-- EXCERPT TO READ --
[Start of section]

By: Joshua Finley
RV rentals are surging in popularity, offering travelers flexibility, convenience, and affordability. During a fateful road trip, Paul Kacir recognized this rising trend and brainstormed how to tap into this market. Fast-forward nearly a decade, and his peer-to-peer RV rental marketplace, RVnGO, is bringing RV owners and renters together like never before.
A Spark of Inspiration
The beginnings of RVnGO emerged on a road trip from Scottsdale to Vancouver to participate in a charity bike ride for cancer research. Paul, equipped with a background in law and economics and over a decade as a corporate lawyer and executive, admired the Airbnb business model.
“Basically, what they did was without using any of their own capital, they monetized the utility function of underutilized assets,” Paul explained.
This sparked an idea – what other underutilized assets could be monetized in this way? His gaze drifted to the steady stream of RVs cruising down the highway.
“I came up with the idea of RVnGO,” Paul recalled. RV’s embodied the perfect underutilized leisure assets. With around 11 million RVs across America, most sitting idle approximately over 95% of the time, the opportunity dawned on him. The RV rental concept was born.

[End of section]

-- INFORMATION --
[Start of section]

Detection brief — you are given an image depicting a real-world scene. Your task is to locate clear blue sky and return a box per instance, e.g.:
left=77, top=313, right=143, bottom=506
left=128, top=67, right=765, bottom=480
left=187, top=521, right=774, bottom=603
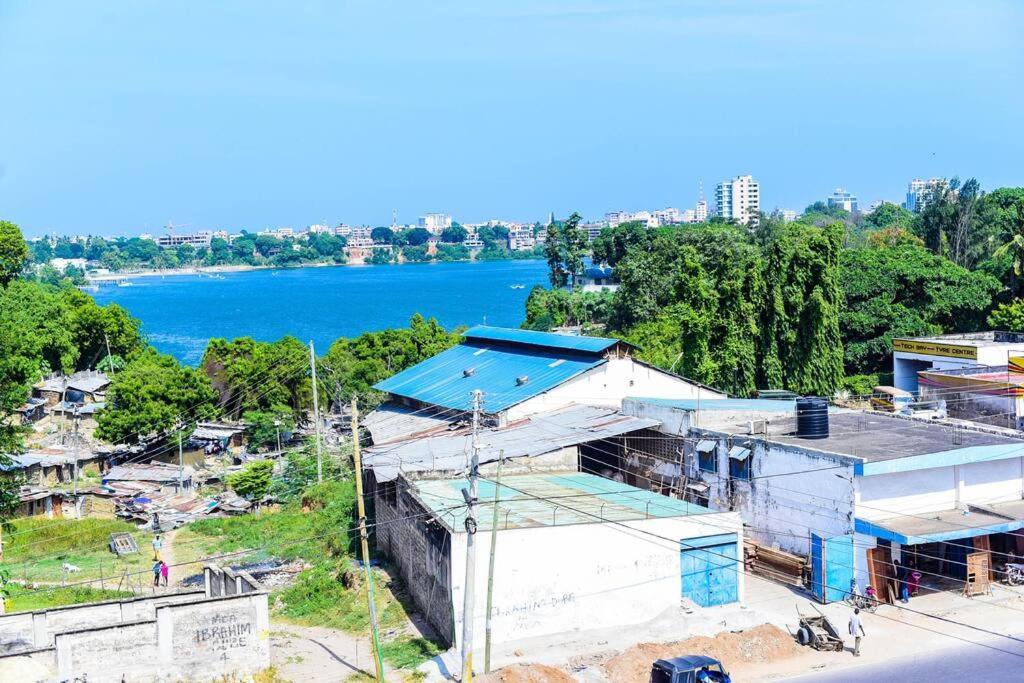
left=0, top=0, right=1024, bottom=234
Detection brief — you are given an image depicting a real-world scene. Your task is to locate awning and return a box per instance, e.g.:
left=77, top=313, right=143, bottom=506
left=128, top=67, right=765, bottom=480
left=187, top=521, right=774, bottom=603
left=729, top=445, right=751, bottom=460
left=855, top=501, right=1024, bottom=546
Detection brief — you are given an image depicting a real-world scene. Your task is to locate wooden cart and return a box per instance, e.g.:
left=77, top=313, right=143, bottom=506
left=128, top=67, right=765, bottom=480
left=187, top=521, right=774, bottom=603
left=797, top=605, right=844, bottom=652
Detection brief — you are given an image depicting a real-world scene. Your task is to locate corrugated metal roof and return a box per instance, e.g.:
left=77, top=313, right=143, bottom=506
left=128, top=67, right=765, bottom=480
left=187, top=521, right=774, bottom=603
left=374, top=335, right=613, bottom=413
left=463, top=325, right=620, bottom=353
left=364, top=405, right=658, bottom=481
left=413, top=472, right=714, bottom=533
left=359, top=403, right=462, bottom=445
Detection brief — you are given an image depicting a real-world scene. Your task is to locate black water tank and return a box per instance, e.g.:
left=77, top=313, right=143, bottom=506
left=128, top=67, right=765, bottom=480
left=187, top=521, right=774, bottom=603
left=797, top=396, right=828, bottom=438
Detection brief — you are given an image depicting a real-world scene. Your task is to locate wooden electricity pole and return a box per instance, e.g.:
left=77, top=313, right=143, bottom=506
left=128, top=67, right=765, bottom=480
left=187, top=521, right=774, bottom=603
left=462, top=389, right=483, bottom=683
left=352, top=397, right=384, bottom=683
left=309, top=339, right=321, bottom=483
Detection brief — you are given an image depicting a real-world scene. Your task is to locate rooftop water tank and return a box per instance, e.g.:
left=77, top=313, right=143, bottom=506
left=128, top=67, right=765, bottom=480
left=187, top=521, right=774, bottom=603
left=797, top=396, right=828, bottom=438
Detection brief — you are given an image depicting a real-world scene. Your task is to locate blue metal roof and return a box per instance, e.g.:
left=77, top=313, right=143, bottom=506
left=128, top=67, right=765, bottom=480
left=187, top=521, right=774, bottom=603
left=464, top=325, right=620, bottom=353
left=374, top=335, right=602, bottom=413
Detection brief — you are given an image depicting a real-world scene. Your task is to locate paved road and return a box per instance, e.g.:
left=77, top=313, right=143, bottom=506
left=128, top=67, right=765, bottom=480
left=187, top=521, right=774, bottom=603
left=786, top=638, right=1024, bottom=683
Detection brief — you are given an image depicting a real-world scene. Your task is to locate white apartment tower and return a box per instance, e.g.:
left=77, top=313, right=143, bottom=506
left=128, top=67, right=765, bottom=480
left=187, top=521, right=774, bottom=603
left=715, top=175, right=761, bottom=225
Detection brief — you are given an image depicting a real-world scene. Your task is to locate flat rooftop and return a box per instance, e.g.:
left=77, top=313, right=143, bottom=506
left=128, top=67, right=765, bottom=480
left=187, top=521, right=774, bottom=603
left=413, top=472, right=716, bottom=533
left=713, top=411, right=1024, bottom=463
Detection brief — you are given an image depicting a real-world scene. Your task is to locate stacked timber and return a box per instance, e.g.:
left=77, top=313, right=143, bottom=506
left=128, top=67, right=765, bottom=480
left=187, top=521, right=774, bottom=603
left=743, top=539, right=810, bottom=586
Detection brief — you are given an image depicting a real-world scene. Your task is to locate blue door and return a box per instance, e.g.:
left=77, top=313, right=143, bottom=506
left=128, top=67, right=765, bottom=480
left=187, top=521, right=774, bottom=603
left=811, top=533, right=853, bottom=602
left=680, top=533, right=739, bottom=607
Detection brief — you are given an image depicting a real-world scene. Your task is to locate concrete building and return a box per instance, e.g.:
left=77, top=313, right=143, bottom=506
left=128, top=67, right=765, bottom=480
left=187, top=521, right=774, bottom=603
left=375, top=471, right=743, bottom=654
left=715, top=175, right=761, bottom=225
left=825, top=187, right=858, bottom=213
left=418, top=213, right=452, bottom=234
left=903, top=178, right=949, bottom=213
left=624, top=399, right=1024, bottom=601
left=893, top=331, right=1024, bottom=393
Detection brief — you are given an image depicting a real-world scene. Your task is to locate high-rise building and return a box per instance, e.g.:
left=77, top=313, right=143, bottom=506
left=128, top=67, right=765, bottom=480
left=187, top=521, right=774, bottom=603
left=419, top=213, right=452, bottom=234
left=687, top=180, right=708, bottom=223
left=903, top=178, right=949, bottom=213
left=715, top=175, right=761, bottom=225
left=826, top=187, right=857, bottom=213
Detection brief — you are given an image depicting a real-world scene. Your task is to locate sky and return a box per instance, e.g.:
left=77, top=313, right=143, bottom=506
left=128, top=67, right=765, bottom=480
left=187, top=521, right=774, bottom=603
left=0, top=0, right=1024, bottom=236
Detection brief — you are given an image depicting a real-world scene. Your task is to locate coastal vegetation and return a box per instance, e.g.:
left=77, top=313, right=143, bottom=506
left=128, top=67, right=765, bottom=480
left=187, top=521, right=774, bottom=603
left=525, top=179, right=1024, bottom=395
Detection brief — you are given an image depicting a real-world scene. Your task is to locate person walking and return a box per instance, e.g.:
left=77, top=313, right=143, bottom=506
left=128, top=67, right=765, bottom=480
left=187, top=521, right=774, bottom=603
left=848, top=607, right=867, bottom=657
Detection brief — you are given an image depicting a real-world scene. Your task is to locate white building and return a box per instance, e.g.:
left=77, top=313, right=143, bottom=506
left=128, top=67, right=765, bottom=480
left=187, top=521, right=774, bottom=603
left=893, top=332, right=1024, bottom=392
left=419, top=213, right=452, bottom=234
left=825, top=187, right=857, bottom=213
left=903, top=178, right=949, bottom=213
left=715, top=175, right=761, bottom=225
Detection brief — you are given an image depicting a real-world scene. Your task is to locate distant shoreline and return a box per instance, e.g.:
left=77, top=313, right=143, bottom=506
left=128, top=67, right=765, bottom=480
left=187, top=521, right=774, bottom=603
left=85, top=258, right=539, bottom=284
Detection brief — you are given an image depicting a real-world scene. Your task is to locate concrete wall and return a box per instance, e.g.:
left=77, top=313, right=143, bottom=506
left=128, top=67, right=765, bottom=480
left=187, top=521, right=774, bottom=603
left=507, top=358, right=726, bottom=422
left=451, top=513, right=743, bottom=660
left=687, top=430, right=854, bottom=555
left=0, top=593, right=270, bottom=683
left=0, top=591, right=203, bottom=653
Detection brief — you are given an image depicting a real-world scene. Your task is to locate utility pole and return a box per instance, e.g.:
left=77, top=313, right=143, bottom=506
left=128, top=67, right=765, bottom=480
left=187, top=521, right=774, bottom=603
left=462, top=389, right=483, bottom=683
left=309, top=339, right=324, bottom=483
left=483, top=451, right=505, bottom=674
left=352, top=397, right=384, bottom=683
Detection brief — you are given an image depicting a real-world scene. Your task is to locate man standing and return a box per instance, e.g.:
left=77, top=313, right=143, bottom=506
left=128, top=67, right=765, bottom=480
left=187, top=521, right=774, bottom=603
left=849, top=607, right=867, bottom=657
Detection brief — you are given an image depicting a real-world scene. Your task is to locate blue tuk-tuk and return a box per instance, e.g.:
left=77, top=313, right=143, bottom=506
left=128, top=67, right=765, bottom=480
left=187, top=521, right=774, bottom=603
left=650, top=654, right=730, bottom=683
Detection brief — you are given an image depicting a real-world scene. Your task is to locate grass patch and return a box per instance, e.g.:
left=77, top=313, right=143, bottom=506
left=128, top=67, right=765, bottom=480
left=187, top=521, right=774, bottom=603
left=7, top=584, right=134, bottom=612
left=381, top=636, right=443, bottom=669
left=4, top=517, right=152, bottom=583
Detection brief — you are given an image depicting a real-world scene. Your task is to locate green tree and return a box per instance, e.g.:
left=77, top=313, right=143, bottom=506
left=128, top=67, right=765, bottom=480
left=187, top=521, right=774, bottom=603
left=0, top=220, right=29, bottom=287
left=96, top=347, right=217, bottom=443
left=988, top=299, right=1024, bottom=332
left=227, top=460, right=273, bottom=502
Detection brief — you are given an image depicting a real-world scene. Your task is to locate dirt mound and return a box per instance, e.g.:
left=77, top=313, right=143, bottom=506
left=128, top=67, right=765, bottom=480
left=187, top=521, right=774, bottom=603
left=476, top=664, right=577, bottom=683
left=604, top=624, right=801, bottom=683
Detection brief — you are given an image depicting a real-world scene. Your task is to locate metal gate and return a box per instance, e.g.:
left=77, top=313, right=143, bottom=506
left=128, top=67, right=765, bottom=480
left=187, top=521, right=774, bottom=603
left=680, top=533, right=739, bottom=607
left=811, top=533, right=853, bottom=602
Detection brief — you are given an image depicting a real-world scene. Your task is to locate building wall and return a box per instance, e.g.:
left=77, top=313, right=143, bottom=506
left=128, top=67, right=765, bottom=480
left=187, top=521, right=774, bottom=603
left=507, top=357, right=726, bottom=422
left=374, top=477, right=454, bottom=640
left=688, top=434, right=854, bottom=555
left=452, top=514, right=743, bottom=660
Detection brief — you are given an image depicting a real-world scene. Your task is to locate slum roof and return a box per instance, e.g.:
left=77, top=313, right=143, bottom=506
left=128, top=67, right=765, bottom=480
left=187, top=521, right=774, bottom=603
left=374, top=326, right=620, bottom=413
left=701, top=411, right=1024, bottom=475
left=36, top=370, right=111, bottom=393
left=411, top=472, right=716, bottom=533
left=364, top=404, right=658, bottom=481
left=103, top=463, right=195, bottom=482
left=359, top=402, right=461, bottom=445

[End of section]

-- TASKS TO PERFORM --
- 1) In the RVnGO article, why was Paul Kacir traveling from Scottsdale to Vancouver?
- 2) Continue the RVnGO article from its last sentence.

-- OUTPUTS IN ORDER --
- 1) To take part in a charity bike ride for cancer research.

- 2)
Building RVnGO from the Ground Up
After laying the initial framework, the next challenge was insurance. No existing providers offered coverage aligned with person-to-person RV rentals. Undaunted, Paul wrote a white paper and shopped it to underwriters until finding the right fit.
“Our first dollar of revenue was at the end of summer 2018,” he said. Progress was slow but steady. Rather than chase venture capital, the company operated lean and grew organically.
They weathered the storms of COVID-19, even experiencing a surge of interest in RV rentals during lockdowns. As demand doubled, so did their site traffic and investor interest.
“It allowed us to really enter the marketplace and start to establish ourselves,” Paul explained. They’ve roughly doubled year-over-year since and are gearing up for their next major growth spurt.
Bringing RV Owners and Renters Together
At its core, RVnGO aims to connect RV owners and prospective renters directly, bypassing middlemen and their hefty fees.
“We wanted to take out middlemen in the value chain and bring people closer together,” said Paul. This person-to-person model became their secret sauce.
RV owners list their vehicles on the platform for free. RVnGO provides the software, marketing tools, and renters – allowing owners to potentially earn substantial income from their underutilized assets. Renters access thousands of RV options at dramatically lower rates.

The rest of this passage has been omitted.